• [Task directions] Quote, word for word, the line containing "Per the caption, the flower shadow" and all lines that follow it to the end of the records, with no pictures.

===

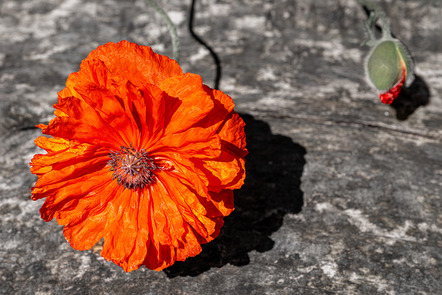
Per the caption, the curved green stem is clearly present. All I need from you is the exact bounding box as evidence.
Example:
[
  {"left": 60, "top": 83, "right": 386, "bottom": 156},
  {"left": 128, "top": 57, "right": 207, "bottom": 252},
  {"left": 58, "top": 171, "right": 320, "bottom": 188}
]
[{"left": 146, "top": 0, "right": 180, "bottom": 62}]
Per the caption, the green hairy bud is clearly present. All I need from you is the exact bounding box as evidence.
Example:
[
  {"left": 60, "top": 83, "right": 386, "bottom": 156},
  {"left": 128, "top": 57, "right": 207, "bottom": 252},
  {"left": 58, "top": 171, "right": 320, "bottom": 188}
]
[{"left": 365, "top": 38, "right": 413, "bottom": 92}]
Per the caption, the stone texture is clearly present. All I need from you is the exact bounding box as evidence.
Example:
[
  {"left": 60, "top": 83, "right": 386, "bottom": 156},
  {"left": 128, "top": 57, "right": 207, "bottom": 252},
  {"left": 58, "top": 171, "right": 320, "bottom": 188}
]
[{"left": 0, "top": 0, "right": 442, "bottom": 294}]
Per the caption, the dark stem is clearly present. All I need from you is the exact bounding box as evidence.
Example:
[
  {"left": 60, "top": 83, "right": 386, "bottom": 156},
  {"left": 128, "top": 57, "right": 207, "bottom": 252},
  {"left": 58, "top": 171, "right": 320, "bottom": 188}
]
[{"left": 189, "top": 0, "right": 221, "bottom": 89}]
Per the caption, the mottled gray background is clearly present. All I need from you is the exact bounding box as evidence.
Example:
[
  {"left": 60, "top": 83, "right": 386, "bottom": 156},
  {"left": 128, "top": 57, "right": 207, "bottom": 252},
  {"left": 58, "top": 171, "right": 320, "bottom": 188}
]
[{"left": 0, "top": 0, "right": 442, "bottom": 295}]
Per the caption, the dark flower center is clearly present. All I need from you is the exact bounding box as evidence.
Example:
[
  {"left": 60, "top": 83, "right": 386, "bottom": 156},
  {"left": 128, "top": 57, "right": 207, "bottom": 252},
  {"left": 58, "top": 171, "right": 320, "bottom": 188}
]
[{"left": 107, "top": 145, "right": 160, "bottom": 190}]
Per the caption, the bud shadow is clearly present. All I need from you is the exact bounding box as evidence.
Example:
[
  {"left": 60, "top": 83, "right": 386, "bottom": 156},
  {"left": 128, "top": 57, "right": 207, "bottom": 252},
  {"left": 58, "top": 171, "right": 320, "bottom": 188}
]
[
  {"left": 390, "top": 75, "right": 430, "bottom": 121},
  {"left": 164, "top": 114, "right": 306, "bottom": 278}
]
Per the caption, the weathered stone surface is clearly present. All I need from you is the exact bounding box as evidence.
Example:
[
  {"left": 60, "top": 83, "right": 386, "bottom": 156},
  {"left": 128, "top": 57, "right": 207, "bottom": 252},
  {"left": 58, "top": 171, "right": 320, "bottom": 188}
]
[{"left": 0, "top": 0, "right": 442, "bottom": 294}]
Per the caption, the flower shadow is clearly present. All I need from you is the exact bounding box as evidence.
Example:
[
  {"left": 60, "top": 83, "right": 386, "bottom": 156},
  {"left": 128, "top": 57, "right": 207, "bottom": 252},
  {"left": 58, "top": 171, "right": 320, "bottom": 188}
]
[
  {"left": 164, "top": 114, "right": 306, "bottom": 278},
  {"left": 391, "top": 75, "right": 430, "bottom": 121}
]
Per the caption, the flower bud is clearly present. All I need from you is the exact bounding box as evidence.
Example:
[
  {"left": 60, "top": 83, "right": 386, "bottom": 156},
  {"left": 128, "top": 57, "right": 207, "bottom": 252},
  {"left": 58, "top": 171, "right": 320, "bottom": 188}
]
[{"left": 365, "top": 39, "right": 414, "bottom": 104}]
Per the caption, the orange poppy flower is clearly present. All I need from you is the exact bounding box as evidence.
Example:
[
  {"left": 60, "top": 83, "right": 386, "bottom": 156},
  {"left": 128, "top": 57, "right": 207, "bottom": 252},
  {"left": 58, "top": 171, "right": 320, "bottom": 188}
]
[{"left": 31, "top": 41, "right": 247, "bottom": 272}]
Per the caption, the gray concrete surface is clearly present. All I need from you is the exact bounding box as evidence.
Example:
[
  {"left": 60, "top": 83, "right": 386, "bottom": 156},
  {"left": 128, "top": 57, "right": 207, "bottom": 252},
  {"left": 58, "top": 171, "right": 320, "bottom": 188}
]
[{"left": 0, "top": 0, "right": 442, "bottom": 295}]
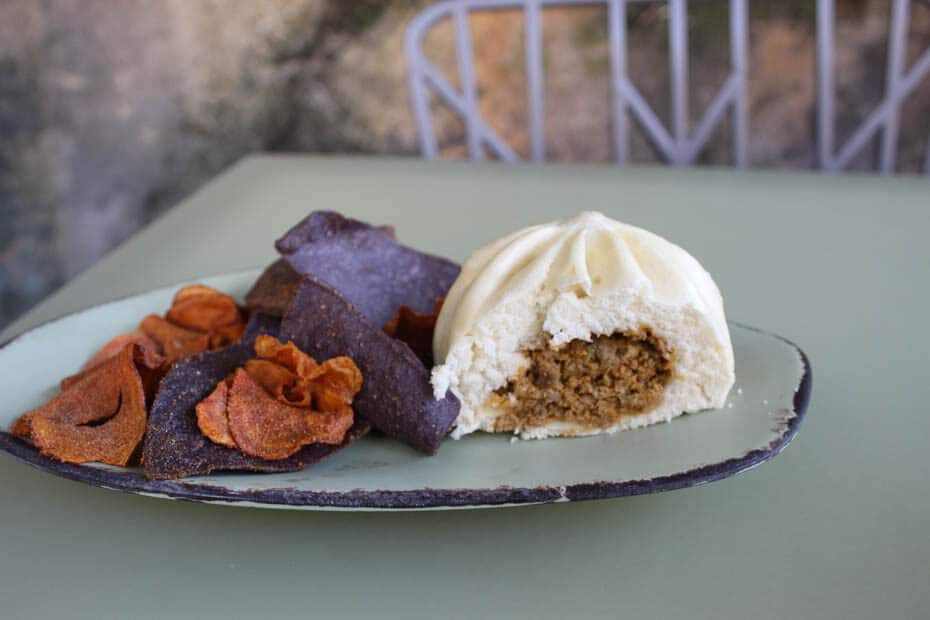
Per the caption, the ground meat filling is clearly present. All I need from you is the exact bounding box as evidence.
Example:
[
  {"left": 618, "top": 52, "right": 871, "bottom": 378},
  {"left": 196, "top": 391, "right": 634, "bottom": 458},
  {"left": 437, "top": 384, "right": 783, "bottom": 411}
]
[{"left": 489, "top": 329, "right": 674, "bottom": 432}]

===

• [Complete answer]
Per the caption, the flower shadow is clearly present. All I need from you is the exact bounding box as evidence.
Example:
[
  {"left": 60, "top": 83, "right": 386, "bottom": 156},
  {"left": 128, "top": 57, "right": 207, "bottom": 252},
  {"left": 58, "top": 171, "right": 320, "bottom": 188}
]
[
  {"left": 164, "top": 114, "right": 306, "bottom": 278},
  {"left": 391, "top": 75, "right": 430, "bottom": 121}
]
Per the caption, the flower bud is clearly present. All I need from you is the exact bounding box as evidence.
Example:
[
  {"left": 60, "top": 83, "right": 386, "bottom": 156},
  {"left": 128, "top": 57, "right": 207, "bottom": 252},
  {"left": 58, "top": 171, "right": 320, "bottom": 188}
]
[{"left": 365, "top": 39, "right": 414, "bottom": 104}]
Per the caption, the orange poppy flower is clearly present. All I need from you is the exact bounding box as evidence.
Example:
[
  {"left": 60, "top": 83, "right": 386, "bottom": 156},
  {"left": 128, "top": 57, "right": 207, "bottom": 252},
  {"left": 58, "top": 171, "right": 320, "bottom": 188}
]
[{"left": 31, "top": 41, "right": 247, "bottom": 272}]
Per the caption, the gray concrete surface is clearly present. All I need from you is the exact bounding box as evidence.
Example:
[
  {"left": 60, "top": 83, "right": 386, "bottom": 156},
  {"left": 128, "top": 57, "right": 207, "bottom": 252},
  {"left": 58, "top": 171, "right": 320, "bottom": 188}
]
[{"left": 0, "top": 0, "right": 442, "bottom": 295}]
Per the caption, the ground meat filling is clearly present. All I need from you is the exact bounding box as evidence.
Example:
[
  {"left": 618, "top": 52, "right": 871, "bottom": 378},
  {"left": 196, "top": 391, "right": 634, "bottom": 458},
  {"left": 437, "top": 384, "right": 783, "bottom": 411}
]
[{"left": 489, "top": 329, "right": 674, "bottom": 432}]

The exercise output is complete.